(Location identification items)
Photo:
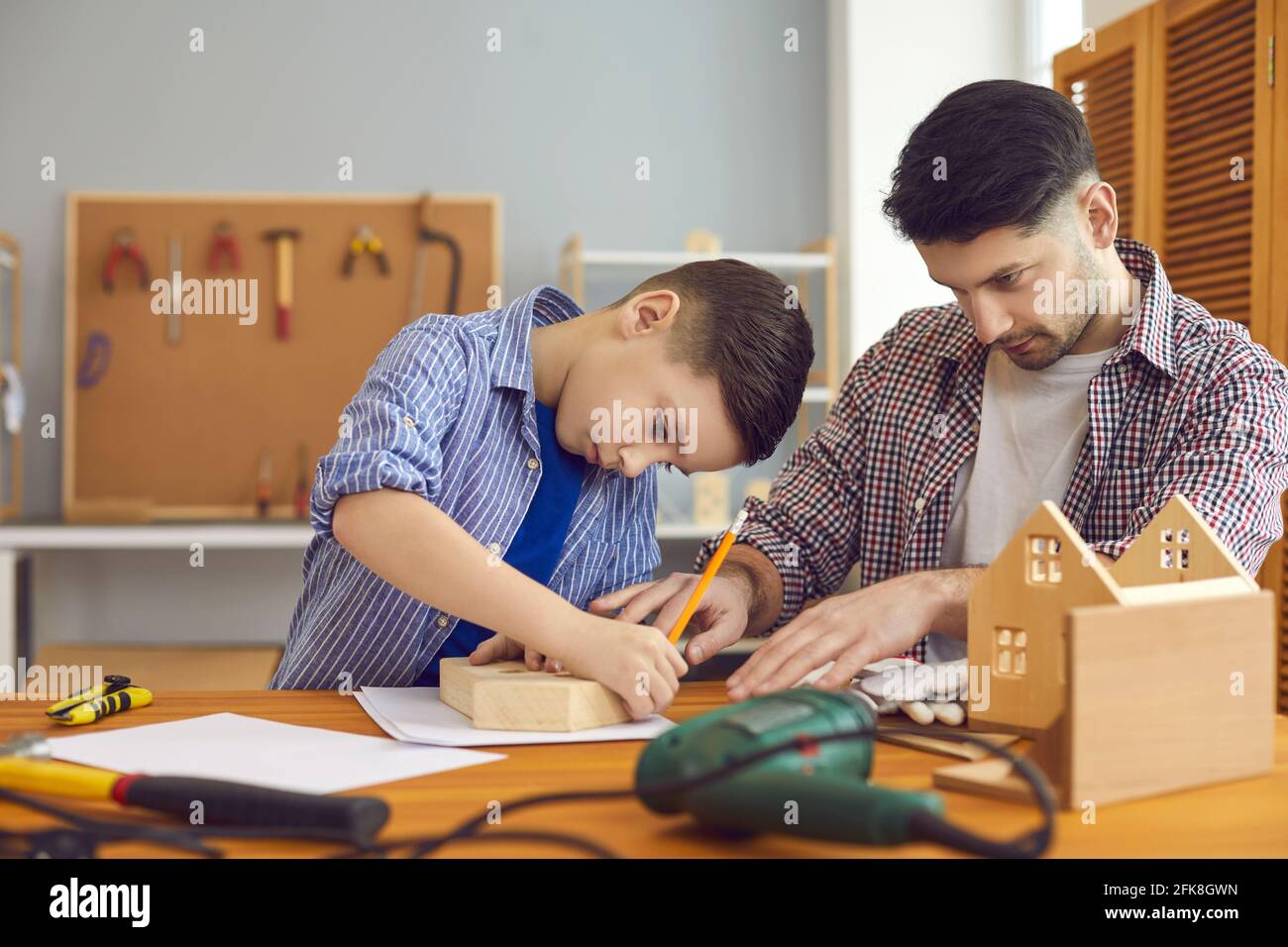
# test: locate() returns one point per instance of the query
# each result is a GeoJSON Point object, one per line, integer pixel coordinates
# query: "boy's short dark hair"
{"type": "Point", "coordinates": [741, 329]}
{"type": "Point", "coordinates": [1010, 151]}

==

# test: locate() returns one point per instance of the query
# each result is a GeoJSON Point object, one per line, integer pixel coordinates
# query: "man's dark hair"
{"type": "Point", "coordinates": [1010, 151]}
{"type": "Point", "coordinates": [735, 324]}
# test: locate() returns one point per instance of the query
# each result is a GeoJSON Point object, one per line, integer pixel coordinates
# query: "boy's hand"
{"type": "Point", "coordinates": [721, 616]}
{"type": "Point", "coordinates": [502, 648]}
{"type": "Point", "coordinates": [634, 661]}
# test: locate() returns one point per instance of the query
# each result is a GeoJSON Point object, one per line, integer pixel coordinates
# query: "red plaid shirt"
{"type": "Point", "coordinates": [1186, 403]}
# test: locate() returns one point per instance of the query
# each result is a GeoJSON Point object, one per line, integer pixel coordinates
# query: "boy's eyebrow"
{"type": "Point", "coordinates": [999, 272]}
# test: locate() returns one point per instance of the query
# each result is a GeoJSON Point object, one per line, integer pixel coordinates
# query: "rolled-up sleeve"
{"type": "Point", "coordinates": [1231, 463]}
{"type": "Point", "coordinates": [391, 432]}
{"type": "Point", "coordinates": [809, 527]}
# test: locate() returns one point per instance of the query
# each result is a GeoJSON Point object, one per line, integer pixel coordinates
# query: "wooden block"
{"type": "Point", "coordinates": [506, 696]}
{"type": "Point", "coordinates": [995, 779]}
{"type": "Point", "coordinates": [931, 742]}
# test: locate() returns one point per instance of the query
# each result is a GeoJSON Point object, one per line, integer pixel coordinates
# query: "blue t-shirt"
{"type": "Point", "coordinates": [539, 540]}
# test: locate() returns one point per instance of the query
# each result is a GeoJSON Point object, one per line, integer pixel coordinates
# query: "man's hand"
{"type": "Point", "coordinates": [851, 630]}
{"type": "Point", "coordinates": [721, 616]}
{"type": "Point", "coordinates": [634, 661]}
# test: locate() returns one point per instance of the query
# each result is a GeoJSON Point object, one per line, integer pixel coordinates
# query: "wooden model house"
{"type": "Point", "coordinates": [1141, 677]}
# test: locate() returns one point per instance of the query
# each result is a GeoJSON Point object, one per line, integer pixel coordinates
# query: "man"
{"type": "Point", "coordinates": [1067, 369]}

Description of the task
Pull out every line in the records that contains the string "hair". The match is case-sensitive.

Result for this task
# query: "boy's short dark hair"
# query: "man's dark hair"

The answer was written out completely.